Work to do
Rewrite all the records below, swapping "pixel coordinates" for "point coordinates" and leaving everything else unchanged.

--- Begin Records for processing ---

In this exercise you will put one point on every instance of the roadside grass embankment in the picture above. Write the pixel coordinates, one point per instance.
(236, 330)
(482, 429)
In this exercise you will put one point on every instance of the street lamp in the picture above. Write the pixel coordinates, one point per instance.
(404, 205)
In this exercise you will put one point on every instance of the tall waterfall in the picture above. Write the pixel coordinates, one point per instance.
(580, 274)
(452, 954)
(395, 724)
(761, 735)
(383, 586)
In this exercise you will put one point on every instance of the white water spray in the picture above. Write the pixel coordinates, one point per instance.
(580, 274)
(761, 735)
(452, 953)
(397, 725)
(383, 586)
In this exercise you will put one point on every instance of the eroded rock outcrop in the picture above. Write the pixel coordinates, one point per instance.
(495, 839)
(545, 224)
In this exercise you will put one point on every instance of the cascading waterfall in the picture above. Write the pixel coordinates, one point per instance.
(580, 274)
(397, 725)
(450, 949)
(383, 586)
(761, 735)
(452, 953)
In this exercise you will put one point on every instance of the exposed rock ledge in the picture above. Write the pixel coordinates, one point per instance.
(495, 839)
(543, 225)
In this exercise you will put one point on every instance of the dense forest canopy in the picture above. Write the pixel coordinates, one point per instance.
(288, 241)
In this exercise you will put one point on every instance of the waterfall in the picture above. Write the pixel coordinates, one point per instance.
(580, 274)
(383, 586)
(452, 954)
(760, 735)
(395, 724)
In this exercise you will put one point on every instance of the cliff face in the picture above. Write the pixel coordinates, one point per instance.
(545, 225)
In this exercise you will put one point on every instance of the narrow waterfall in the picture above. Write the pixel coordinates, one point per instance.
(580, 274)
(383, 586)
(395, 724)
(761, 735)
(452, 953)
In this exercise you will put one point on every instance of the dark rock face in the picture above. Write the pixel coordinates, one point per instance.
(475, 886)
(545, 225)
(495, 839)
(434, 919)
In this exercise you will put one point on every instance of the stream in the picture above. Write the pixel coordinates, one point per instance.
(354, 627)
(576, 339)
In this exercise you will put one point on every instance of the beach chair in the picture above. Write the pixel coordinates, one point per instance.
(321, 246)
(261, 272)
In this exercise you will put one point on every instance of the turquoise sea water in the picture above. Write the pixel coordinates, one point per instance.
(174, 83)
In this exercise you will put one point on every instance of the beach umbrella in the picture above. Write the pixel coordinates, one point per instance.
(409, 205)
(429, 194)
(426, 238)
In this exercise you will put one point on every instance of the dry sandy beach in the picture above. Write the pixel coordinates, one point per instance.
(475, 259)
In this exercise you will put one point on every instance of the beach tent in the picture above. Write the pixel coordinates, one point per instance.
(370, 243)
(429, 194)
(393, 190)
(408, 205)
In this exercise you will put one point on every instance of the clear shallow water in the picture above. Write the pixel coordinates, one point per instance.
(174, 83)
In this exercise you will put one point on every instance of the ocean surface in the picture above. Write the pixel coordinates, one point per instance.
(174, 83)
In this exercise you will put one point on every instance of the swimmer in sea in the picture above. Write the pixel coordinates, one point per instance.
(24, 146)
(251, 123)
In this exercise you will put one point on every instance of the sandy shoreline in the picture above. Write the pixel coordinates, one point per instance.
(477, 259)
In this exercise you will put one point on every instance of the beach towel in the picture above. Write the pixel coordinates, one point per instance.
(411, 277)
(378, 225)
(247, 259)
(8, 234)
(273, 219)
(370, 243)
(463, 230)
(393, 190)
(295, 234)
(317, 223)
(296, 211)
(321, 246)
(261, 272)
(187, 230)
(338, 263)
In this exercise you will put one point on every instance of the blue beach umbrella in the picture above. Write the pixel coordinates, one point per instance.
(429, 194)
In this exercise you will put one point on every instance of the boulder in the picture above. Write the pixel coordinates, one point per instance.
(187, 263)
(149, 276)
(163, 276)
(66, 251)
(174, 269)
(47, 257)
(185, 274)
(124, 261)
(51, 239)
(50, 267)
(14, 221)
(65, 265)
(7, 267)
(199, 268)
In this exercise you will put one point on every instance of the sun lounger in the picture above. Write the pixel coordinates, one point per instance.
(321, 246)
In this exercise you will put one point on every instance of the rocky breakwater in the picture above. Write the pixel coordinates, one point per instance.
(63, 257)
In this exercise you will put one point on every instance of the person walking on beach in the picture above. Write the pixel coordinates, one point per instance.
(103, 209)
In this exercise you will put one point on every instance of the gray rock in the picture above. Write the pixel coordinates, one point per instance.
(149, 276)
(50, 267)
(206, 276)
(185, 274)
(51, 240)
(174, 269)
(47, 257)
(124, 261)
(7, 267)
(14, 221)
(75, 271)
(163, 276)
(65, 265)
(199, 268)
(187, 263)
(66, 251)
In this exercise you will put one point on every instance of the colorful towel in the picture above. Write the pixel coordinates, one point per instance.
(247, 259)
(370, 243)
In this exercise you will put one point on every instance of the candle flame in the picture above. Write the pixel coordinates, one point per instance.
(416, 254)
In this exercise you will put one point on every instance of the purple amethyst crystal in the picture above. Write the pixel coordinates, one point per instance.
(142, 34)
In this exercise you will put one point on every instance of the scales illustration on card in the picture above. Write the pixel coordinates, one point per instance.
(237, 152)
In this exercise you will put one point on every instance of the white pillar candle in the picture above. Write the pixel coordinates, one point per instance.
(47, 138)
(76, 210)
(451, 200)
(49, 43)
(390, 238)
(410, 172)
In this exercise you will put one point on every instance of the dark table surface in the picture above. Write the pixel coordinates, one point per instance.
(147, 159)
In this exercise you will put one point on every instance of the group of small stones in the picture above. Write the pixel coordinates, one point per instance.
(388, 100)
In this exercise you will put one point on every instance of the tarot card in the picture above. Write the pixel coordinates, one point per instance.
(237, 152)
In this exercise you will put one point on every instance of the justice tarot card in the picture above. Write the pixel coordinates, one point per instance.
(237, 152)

--- End Records for processing ---

Written solution
In this exercise you will put one point on every instance of the roadside grass embankment in the picture above. Write the point coordinates, one point per instance.
(236, 330)
(482, 429)
In this exercise you will put one point on every instance of the street lamp in the picture above. Write the point coordinates, one point per instance.
(404, 205)
In this exercise you will put one point on every instance of the tall waterfall in the picture above. Write the point coordinates, one point per instance.
(580, 274)
(452, 954)
(395, 724)
(761, 735)
(383, 586)
In this exercise you will put one point on every instance of the white water spray in the picture above. Write the point coordinates, one point per instance.
(580, 274)
(761, 735)
(452, 953)
(397, 725)
(383, 586)
In this exercise you will put one point on every instance of the eroded rock outcrop in the picture above. Write the point coordinates, one point per instance.
(495, 839)
(545, 224)
In this exercise you will put one point on every instance of the cascading waterfall in the picture above. Write the point coordinates, one point per instance.
(580, 274)
(397, 725)
(450, 949)
(383, 586)
(761, 735)
(452, 953)
In this exercise you will put one point on every instance of the exposed rock ledge in the picture above. Write the point coordinates, one point per instance.
(495, 839)
(543, 225)
In this exercise you will put one point on every instance of the dense forest canopy in the picture above. Write the point coordinates, one point per instance.
(288, 241)
In this exercise you will put one point on every instance of the waterfall in the picture above. Write the point coordinates, one point per instance.
(580, 274)
(383, 586)
(452, 954)
(760, 735)
(395, 724)
In this exercise you will put one point on every instance of the cliff face in the picture above. Write the point coordinates, one point per instance.
(545, 225)
In this exercise you will put one point on every instance of the narrow waterfall in the picture above. Write the point coordinates, one point per instance.
(580, 274)
(383, 586)
(395, 724)
(761, 735)
(452, 953)
In this exercise you will put one point on every instance of the dark rock face in the picture above. Write the point coordinates, one point per instance.
(475, 886)
(545, 225)
(495, 839)
(434, 919)
In this exercise you will put one point on every instance of the stream in the picture above. Write the point coordinates, one point per instance.
(354, 627)
(576, 339)
In this exercise you will put one point on every instance of the beach chair in the picture above. Write the point coordinates, one point per instance.
(321, 246)
(261, 272)
In this exercise you will put one point on every instance of the turquoise sea water in the picture above. Write the point coordinates, one point per instance.
(174, 83)
In this exercise you will put one point on every instance of the beach umbrella in the picture above. Write the point coordinates, one point per instance.
(409, 205)
(429, 194)
(426, 238)
In this exercise you will put one point on every instance of the dry sandy beach in the picture above. Write the point coordinates, one point per instance.
(475, 259)
In this exercise you will put one point on every instance of the beach tent in the picture above. Write the point coordinates, one point per instance.
(370, 243)
(429, 194)
(393, 190)
(408, 205)
In this exercise you will put one point on every instance of the clear shallow water in the picture above. Write the point coordinates, one point per instance.
(174, 83)
In this exercise you will put one point on every instance of the ocean surface in the picture above. Write the point coordinates, one point per instance.
(174, 83)
In this exercise you will put one point on every instance of the swimmer in sea in the picture above. Write the point coordinates, one point per instance.
(24, 146)
(251, 123)
In this exercise you will put one point on every instance of the sandy shoreline in the picture above. Write the point coordinates, one point per instance.
(477, 259)
In this exercise you will put one point on every instance of the beach towel in the picture above. Write the point coordinates, one point per instance.
(411, 277)
(378, 225)
(247, 259)
(8, 234)
(273, 219)
(370, 243)
(463, 230)
(393, 190)
(295, 234)
(317, 223)
(296, 211)
(321, 246)
(261, 272)
(187, 230)
(338, 263)
In this exercise you will put one point on every instance of the blue beach umbrella in the picture above. Write the point coordinates, one point per instance.
(429, 194)
In this exercise you will put one point on every instance of the boulder in the picture above. Write the point coordinates, one point per instance.
(187, 263)
(149, 276)
(163, 276)
(66, 251)
(174, 269)
(47, 257)
(185, 274)
(124, 261)
(51, 239)
(50, 267)
(14, 221)
(65, 265)
(7, 267)
(199, 268)
In this exercise you will put one point on every instance of the sun lounger in the picture above. Write the point coordinates, one point per instance.
(321, 246)
In this exercise you will put one point on every instance of the rocky breakwater in the picture above. Write the point coordinates, one point per instance.
(63, 257)
In this exercise you will put one point on every instance of the person walking on beach in the picture above. Write the point coordinates, one point per instance.
(103, 209)
In this exercise you will put one point on every instance of the gray rock in the picture above. Write the point coordinates, one point per instance.
(149, 276)
(50, 267)
(206, 276)
(185, 274)
(51, 240)
(174, 269)
(47, 257)
(124, 261)
(7, 267)
(14, 221)
(75, 271)
(163, 276)
(65, 265)
(199, 268)
(187, 263)
(66, 251)
In this exercise you will put one point on every instance of the colorful towel in the picture above. Write the point coordinates, one point per instance.
(247, 259)
(370, 243)
In this exercise you will put one point on every instance of the candle flame in the picture above. Write the point coordinates, one point per instance.
(416, 254)
In this exercise you will put one point on every instance of the purple amethyst crystal in the picture above. Write the point coordinates, one point per instance.
(142, 34)
In this exercise you will put one point on every instance of the scales illustration on card in the picture above. Write the point coordinates, one point per instance.
(237, 152)
In this exercise you will put one point on every instance of the white pillar candle in the picture above. Write the point coordinates, one point per instance.
(47, 138)
(76, 210)
(451, 200)
(49, 43)
(390, 238)
(410, 172)
In this exercise you will put one point on every instance of the dark table surface in the picture above. Write the point coordinates, one point per instance.
(147, 159)
In this exercise you will put one point on every instance of the group of small stones in the picture above. Write the point coordinates, one point per instance.
(388, 100)
In this exercise you will put one point on every instance of the tarot card in the picture above. Write the point coordinates, one point per instance.
(237, 152)
In this exercise you will put one point on every instance of the justice tarot card in the picture above. Write the point coordinates, one point per instance.
(237, 152)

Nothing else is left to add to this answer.